## TASK STATEMENT:
From the entries below, copy out all lines holding "truck".

## Data entries:
____

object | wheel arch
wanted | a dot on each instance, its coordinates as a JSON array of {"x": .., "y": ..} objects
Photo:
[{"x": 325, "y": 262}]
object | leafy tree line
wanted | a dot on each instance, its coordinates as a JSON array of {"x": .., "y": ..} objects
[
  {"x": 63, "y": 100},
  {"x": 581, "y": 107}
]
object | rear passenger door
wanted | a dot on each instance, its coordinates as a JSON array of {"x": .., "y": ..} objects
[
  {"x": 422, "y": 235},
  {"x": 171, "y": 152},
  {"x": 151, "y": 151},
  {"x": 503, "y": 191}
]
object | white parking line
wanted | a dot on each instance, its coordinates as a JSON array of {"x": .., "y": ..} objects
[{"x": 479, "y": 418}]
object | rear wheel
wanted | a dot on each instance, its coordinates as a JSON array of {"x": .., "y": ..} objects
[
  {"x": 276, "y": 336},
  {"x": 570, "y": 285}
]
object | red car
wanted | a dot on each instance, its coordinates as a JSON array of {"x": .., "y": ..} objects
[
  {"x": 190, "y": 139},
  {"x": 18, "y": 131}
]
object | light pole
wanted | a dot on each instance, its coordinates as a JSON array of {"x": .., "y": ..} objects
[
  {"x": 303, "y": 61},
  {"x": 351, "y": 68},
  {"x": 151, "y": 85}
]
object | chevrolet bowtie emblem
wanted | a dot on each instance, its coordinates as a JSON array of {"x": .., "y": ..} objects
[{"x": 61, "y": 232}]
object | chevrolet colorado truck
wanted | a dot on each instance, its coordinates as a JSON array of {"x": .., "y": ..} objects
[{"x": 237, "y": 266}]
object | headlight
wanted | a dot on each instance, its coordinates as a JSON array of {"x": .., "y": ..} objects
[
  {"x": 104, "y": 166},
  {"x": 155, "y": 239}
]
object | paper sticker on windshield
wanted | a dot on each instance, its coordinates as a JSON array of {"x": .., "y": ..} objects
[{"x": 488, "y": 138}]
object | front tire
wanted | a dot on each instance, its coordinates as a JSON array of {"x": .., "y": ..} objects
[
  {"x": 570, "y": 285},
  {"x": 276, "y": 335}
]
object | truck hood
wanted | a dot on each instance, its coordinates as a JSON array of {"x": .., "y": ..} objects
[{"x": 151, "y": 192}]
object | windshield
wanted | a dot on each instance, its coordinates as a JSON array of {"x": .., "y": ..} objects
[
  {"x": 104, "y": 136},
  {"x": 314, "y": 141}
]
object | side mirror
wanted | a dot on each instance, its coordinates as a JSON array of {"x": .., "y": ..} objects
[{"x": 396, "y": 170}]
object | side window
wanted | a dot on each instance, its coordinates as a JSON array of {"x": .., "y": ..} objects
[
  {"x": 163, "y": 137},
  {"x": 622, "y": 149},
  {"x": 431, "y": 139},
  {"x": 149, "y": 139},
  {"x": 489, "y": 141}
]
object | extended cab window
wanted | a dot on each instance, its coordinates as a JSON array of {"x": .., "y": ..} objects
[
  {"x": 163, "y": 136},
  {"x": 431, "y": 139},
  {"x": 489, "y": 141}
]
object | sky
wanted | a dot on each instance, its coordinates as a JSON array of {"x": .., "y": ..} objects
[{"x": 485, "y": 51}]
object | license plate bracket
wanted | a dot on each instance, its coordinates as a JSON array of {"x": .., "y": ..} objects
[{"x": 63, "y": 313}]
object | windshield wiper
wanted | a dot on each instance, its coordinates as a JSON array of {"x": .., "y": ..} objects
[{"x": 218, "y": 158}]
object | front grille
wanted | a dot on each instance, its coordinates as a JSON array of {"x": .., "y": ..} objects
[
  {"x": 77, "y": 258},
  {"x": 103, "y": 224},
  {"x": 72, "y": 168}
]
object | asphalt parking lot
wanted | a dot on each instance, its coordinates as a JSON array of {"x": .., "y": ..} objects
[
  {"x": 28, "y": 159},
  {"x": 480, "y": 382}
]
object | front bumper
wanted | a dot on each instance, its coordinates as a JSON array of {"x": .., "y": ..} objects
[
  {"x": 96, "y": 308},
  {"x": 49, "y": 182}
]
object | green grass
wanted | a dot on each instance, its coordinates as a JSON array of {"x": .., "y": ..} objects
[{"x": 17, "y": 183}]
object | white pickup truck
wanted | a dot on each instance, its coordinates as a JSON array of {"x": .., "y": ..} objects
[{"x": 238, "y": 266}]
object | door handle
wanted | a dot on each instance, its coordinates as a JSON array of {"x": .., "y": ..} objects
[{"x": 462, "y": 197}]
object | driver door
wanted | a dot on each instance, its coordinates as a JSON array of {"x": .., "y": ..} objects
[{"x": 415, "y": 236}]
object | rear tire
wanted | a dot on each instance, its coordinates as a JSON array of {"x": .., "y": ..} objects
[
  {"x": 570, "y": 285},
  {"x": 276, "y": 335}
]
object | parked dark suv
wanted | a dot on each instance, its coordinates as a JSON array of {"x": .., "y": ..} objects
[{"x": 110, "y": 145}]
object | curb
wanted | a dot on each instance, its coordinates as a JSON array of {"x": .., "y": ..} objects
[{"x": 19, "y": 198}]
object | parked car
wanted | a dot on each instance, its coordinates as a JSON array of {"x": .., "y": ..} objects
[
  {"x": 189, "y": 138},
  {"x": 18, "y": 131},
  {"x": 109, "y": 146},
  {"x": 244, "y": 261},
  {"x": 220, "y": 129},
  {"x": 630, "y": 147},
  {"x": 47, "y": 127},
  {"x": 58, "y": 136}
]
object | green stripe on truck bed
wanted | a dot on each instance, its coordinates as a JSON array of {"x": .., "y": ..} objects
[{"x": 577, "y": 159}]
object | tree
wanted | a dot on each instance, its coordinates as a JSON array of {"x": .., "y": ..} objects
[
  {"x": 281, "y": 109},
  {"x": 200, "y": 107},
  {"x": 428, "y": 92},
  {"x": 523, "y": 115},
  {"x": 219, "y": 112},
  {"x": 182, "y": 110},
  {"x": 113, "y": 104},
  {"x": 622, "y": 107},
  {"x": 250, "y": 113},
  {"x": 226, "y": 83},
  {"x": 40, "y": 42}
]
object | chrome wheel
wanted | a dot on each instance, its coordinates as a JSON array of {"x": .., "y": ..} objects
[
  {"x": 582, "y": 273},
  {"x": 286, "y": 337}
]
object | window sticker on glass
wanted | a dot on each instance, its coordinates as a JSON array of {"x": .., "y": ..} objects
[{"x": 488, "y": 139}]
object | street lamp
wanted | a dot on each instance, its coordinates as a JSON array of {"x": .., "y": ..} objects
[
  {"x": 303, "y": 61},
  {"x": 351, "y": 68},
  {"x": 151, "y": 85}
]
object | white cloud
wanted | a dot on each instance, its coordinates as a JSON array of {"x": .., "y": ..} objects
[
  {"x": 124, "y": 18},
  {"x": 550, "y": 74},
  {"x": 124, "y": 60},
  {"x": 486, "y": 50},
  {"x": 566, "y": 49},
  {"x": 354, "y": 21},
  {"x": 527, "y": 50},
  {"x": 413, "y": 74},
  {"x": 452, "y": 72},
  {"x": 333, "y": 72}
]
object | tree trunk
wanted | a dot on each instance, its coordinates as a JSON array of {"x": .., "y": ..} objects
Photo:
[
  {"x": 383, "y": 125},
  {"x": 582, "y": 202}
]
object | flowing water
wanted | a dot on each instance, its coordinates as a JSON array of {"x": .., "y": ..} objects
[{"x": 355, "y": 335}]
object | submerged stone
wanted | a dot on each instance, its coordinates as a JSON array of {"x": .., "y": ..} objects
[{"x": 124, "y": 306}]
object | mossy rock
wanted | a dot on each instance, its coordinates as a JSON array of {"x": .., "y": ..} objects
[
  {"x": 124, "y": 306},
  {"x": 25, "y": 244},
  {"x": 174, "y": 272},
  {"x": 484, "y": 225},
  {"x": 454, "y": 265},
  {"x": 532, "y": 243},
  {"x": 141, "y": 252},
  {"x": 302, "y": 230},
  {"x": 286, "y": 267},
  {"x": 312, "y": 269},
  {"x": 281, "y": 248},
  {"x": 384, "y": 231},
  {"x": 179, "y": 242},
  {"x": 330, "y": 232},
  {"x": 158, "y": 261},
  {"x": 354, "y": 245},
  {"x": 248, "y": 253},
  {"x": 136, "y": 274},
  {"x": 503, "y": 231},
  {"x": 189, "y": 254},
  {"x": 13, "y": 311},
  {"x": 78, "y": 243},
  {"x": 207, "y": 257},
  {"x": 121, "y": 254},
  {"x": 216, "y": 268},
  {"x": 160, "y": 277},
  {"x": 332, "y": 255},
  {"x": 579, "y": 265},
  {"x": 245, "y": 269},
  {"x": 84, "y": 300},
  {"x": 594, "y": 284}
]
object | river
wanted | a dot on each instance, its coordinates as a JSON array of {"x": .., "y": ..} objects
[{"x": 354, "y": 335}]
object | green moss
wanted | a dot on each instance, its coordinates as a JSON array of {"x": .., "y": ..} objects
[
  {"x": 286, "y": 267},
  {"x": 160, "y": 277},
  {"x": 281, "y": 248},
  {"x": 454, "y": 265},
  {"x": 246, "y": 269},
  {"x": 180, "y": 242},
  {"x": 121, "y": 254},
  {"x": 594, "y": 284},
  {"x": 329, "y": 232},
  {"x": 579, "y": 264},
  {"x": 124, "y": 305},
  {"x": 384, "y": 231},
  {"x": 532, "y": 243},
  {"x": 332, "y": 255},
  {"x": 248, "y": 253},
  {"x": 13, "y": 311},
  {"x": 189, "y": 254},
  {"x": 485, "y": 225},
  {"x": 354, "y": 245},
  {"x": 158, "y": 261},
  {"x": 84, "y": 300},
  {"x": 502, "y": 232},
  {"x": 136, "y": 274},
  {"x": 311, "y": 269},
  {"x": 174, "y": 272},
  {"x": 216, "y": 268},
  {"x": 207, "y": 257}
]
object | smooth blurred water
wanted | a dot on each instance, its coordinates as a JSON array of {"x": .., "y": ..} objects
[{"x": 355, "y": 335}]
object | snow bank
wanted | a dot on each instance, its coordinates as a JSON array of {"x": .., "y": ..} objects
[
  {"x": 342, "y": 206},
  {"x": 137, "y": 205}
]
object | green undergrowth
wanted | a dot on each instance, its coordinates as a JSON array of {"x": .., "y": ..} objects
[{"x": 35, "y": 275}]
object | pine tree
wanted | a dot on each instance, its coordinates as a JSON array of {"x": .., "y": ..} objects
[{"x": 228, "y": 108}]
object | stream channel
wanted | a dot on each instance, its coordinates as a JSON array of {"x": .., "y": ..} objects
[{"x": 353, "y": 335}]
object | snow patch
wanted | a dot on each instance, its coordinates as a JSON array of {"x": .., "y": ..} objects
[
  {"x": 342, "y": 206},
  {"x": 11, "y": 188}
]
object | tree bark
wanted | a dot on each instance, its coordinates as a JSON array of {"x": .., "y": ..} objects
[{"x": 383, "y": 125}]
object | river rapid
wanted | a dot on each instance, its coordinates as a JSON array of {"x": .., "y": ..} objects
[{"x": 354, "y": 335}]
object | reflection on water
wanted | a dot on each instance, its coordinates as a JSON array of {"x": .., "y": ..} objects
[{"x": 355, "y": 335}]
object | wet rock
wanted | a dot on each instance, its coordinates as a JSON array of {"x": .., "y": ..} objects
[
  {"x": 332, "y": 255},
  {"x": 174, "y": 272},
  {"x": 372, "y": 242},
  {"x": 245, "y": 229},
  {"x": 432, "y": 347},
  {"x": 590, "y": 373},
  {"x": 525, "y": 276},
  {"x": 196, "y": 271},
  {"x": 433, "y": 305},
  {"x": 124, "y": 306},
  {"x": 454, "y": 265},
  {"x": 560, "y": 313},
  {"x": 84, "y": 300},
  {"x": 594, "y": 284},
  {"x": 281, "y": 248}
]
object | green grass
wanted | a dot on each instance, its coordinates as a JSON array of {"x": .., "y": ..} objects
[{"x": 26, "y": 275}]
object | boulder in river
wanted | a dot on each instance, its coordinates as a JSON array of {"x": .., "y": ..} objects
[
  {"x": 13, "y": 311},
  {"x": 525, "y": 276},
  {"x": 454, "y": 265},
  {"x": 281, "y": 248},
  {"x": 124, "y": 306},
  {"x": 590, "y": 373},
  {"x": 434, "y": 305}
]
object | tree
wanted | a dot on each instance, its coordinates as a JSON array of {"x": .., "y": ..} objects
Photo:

____

## YOUR RESPONSE:
object | chevrolet colorado truck
object | truck hood
object | white pickup truck
object | green stripe on truck bed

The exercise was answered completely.